Work order. Reproduce the listing below with "positive clicks" changed to "foreground clicks" wherever it occurs, keeping everything else the same. Leave the pictures out.

Information supplied.
-*-

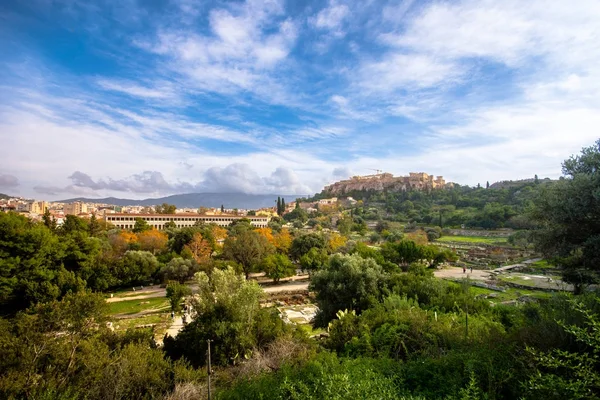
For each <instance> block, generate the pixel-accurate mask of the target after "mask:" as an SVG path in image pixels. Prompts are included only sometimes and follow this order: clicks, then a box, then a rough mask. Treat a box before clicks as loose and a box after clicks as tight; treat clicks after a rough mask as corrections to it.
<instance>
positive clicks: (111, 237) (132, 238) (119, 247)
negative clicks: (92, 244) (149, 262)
mask: <svg viewBox="0 0 600 400" xmlns="http://www.w3.org/2000/svg"><path fill="white" fill-rule="evenodd" d="M137 240H138V237H137V235H136V234H135V233H133V232H129V231H120V232H118V233H115V234H111V235H110V236H109V237H108V242H109V243H110V246H111V247H112V250H113V253H115V255H116V256H121V255H123V254H125V252H126V251H127V250H129V249H130V246H131V244H133V243H137Z"/></svg>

-*-

Response to the exercise.
For each <instance> block, generate the pixel-accurate mask of the target after "mask:" as an SVG path in image pixels. Prompts are included only sometimes and follow this order: clicks, then a box, then a rough mask. Treat a box before clicks as loose and a box after clicks as tight; treat clicks after a rough mask as corrections to it.
<instance>
foreground clicks: (111, 237) (132, 238) (119, 247)
negative clicks: (92, 244) (149, 262)
mask: <svg viewBox="0 0 600 400" xmlns="http://www.w3.org/2000/svg"><path fill="white" fill-rule="evenodd" d="M137 240H138V237H137V235H136V234H135V233H133V232H129V231H120V232H118V233H115V234H111V235H110V236H109V237H108V242H109V243H110V246H111V247H112V250H113V253H115V255H116V256H121V255H123V254H125V252H126V251H127V250H129V249H130V246H131V244H133V243H137Z"/></svg>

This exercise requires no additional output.